## PROBLEM REQUIREMENTS
In the data that follows, count each line with the string "trail"; the reply is the number only.

## WORKING DATA
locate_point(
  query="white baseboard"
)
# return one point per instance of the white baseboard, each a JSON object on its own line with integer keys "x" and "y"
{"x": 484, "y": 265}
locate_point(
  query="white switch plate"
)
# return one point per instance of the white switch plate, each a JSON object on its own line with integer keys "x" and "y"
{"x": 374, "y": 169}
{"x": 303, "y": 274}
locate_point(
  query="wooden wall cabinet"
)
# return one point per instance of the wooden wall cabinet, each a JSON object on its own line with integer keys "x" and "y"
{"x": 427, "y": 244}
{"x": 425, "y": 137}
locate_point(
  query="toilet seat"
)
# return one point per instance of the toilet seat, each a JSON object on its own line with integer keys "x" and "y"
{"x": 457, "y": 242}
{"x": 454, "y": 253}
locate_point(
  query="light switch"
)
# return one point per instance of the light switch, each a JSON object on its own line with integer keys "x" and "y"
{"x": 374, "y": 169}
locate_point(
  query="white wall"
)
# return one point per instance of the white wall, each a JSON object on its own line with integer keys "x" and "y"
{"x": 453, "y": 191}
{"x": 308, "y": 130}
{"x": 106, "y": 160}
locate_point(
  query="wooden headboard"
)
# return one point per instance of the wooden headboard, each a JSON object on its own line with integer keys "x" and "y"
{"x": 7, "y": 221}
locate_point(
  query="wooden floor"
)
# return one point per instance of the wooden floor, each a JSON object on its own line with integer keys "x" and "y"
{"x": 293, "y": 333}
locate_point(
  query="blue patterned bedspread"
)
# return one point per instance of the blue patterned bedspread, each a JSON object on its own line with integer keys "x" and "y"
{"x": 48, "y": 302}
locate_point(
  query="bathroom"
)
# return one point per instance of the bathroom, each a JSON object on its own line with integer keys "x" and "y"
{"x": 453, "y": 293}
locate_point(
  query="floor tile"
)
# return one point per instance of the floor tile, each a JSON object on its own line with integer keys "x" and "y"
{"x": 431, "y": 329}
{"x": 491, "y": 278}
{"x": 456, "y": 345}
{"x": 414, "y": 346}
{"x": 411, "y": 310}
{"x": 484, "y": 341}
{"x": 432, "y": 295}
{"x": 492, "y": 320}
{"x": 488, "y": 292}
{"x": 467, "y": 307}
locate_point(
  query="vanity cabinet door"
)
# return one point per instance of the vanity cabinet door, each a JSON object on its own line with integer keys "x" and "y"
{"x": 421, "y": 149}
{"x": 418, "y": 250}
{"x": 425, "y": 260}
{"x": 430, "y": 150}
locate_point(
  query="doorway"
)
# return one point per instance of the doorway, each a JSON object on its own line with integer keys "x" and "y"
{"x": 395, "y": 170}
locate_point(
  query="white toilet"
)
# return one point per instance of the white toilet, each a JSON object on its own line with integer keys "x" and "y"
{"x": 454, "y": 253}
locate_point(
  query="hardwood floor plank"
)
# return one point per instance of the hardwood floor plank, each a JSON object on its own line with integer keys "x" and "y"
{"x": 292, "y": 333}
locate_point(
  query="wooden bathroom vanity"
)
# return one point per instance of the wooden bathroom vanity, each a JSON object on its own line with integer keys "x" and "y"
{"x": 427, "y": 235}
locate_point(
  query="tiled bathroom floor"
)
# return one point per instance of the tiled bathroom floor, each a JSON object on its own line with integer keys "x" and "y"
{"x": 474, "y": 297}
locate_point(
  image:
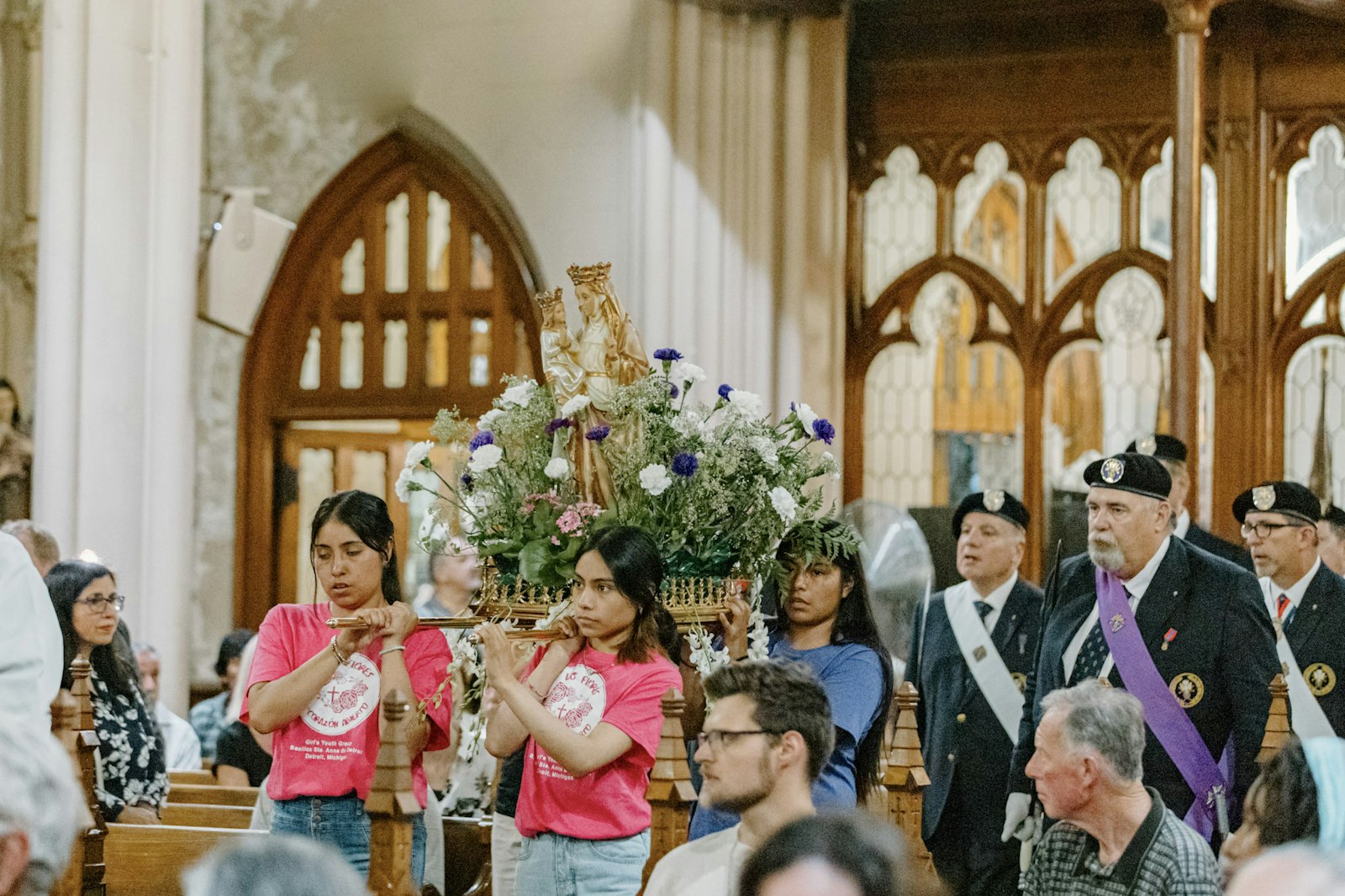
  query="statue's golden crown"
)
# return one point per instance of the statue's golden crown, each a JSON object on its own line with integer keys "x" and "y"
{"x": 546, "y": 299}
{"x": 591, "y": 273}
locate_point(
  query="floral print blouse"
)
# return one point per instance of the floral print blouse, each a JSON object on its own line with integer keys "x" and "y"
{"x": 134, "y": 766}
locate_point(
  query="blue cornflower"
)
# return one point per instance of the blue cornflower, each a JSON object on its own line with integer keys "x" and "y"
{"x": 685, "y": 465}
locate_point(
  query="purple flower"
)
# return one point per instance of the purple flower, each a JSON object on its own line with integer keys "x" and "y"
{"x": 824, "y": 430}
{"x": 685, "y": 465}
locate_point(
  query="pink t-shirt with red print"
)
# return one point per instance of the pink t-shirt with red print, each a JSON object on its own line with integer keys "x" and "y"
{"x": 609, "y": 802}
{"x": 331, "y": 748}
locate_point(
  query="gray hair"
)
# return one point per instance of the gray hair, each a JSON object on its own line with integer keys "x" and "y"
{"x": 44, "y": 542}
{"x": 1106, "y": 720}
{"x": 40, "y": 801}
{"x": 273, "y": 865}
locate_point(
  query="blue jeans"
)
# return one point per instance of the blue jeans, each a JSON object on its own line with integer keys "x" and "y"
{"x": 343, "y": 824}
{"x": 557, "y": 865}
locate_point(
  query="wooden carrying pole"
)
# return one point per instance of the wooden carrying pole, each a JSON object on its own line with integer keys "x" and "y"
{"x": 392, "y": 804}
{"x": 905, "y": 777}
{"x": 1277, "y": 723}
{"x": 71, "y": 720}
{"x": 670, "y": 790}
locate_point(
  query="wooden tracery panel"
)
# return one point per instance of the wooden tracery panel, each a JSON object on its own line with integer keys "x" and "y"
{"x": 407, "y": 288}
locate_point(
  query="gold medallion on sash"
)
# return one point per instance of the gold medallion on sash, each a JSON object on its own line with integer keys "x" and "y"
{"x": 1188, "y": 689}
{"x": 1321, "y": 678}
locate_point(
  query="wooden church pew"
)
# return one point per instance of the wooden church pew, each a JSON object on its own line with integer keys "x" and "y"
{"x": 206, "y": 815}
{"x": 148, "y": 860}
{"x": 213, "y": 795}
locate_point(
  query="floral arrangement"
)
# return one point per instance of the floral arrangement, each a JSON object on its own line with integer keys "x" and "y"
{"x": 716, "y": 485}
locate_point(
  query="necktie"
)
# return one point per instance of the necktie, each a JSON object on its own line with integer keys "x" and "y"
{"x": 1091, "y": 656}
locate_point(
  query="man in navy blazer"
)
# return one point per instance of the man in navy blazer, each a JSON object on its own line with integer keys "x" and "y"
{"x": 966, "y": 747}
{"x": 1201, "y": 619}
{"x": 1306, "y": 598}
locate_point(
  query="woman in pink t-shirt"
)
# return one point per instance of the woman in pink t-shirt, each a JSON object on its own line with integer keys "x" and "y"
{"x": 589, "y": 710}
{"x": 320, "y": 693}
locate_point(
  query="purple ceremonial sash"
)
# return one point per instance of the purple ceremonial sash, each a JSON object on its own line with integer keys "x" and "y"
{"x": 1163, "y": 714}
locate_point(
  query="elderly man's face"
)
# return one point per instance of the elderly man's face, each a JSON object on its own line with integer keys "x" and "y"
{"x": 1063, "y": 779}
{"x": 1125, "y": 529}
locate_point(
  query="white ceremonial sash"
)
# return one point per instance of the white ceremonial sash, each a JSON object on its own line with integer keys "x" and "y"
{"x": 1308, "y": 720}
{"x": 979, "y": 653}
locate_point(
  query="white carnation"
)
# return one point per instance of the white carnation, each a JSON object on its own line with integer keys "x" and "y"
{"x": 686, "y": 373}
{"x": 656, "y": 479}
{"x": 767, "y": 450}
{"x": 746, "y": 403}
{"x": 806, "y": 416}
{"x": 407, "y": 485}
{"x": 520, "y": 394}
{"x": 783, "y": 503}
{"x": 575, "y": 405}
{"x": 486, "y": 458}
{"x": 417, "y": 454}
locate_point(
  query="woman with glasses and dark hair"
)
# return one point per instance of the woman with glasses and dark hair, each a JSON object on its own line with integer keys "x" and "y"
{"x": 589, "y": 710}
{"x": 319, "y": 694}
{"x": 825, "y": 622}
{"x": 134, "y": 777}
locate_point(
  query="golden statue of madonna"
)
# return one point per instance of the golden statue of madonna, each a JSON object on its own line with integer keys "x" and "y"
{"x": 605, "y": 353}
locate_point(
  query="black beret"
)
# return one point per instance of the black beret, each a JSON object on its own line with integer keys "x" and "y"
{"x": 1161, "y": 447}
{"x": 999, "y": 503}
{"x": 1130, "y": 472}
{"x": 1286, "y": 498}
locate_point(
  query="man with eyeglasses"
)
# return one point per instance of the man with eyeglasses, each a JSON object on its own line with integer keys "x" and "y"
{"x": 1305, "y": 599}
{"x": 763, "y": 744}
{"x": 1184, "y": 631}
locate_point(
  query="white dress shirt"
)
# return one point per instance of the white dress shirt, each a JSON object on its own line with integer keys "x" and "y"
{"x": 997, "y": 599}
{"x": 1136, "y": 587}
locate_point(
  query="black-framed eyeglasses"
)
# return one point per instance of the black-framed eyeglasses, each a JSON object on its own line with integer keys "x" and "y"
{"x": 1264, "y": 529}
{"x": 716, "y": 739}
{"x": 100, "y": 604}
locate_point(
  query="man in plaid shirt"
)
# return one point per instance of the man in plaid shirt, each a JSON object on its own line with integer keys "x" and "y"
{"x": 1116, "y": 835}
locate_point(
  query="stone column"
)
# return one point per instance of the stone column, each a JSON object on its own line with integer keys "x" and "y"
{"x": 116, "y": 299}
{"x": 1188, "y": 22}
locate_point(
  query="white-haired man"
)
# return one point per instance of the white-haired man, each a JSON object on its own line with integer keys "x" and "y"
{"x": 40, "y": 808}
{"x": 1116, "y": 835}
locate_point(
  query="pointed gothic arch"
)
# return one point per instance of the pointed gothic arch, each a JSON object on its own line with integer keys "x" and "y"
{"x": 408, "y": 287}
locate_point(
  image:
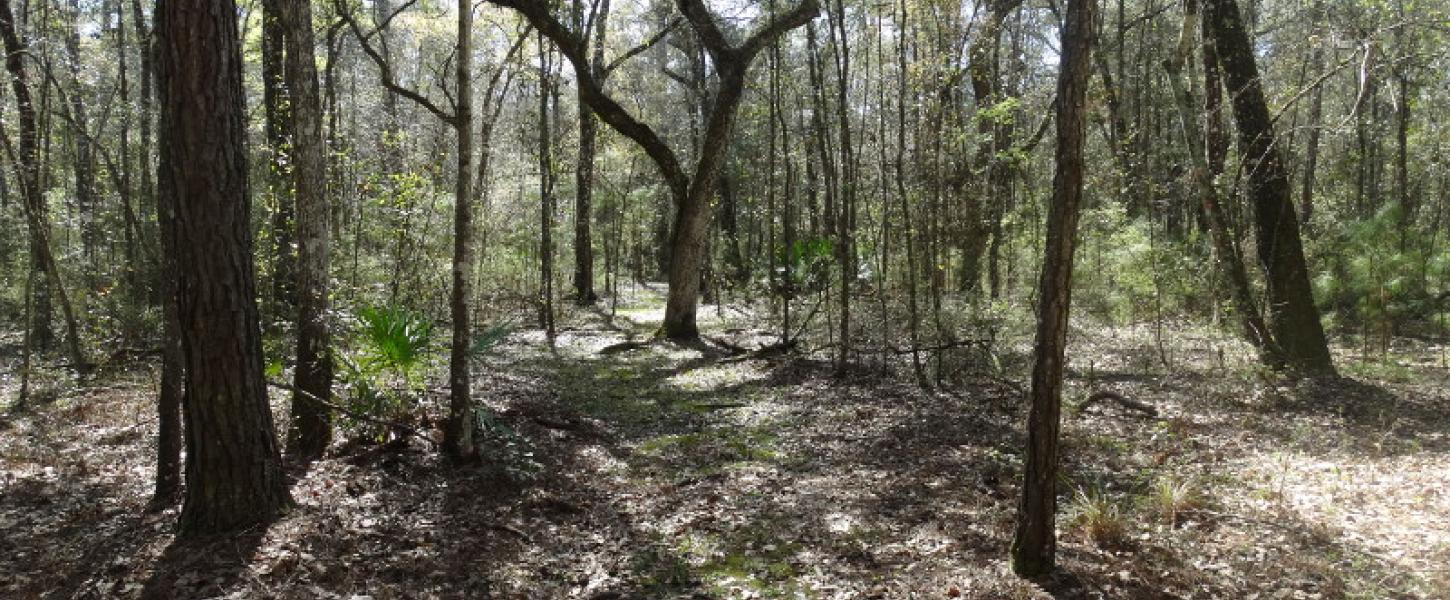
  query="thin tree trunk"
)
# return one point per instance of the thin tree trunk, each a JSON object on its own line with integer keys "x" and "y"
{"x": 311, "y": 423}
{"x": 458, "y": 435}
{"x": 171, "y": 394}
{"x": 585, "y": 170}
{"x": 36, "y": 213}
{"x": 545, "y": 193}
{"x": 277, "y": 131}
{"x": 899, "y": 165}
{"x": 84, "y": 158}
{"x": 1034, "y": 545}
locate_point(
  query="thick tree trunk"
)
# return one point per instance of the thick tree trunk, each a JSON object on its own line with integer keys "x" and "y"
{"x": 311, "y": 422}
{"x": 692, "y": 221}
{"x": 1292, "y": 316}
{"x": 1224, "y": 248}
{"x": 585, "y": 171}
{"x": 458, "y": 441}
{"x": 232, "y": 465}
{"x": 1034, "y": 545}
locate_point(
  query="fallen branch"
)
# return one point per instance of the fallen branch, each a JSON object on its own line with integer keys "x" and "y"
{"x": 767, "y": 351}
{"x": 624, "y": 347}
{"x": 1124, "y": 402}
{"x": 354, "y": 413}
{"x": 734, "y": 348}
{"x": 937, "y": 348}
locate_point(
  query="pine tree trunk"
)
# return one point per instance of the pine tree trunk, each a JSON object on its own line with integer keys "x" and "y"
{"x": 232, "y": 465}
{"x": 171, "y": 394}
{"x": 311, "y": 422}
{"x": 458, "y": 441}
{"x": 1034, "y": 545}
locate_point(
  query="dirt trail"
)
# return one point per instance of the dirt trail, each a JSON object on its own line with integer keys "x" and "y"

## TASK RESULT
2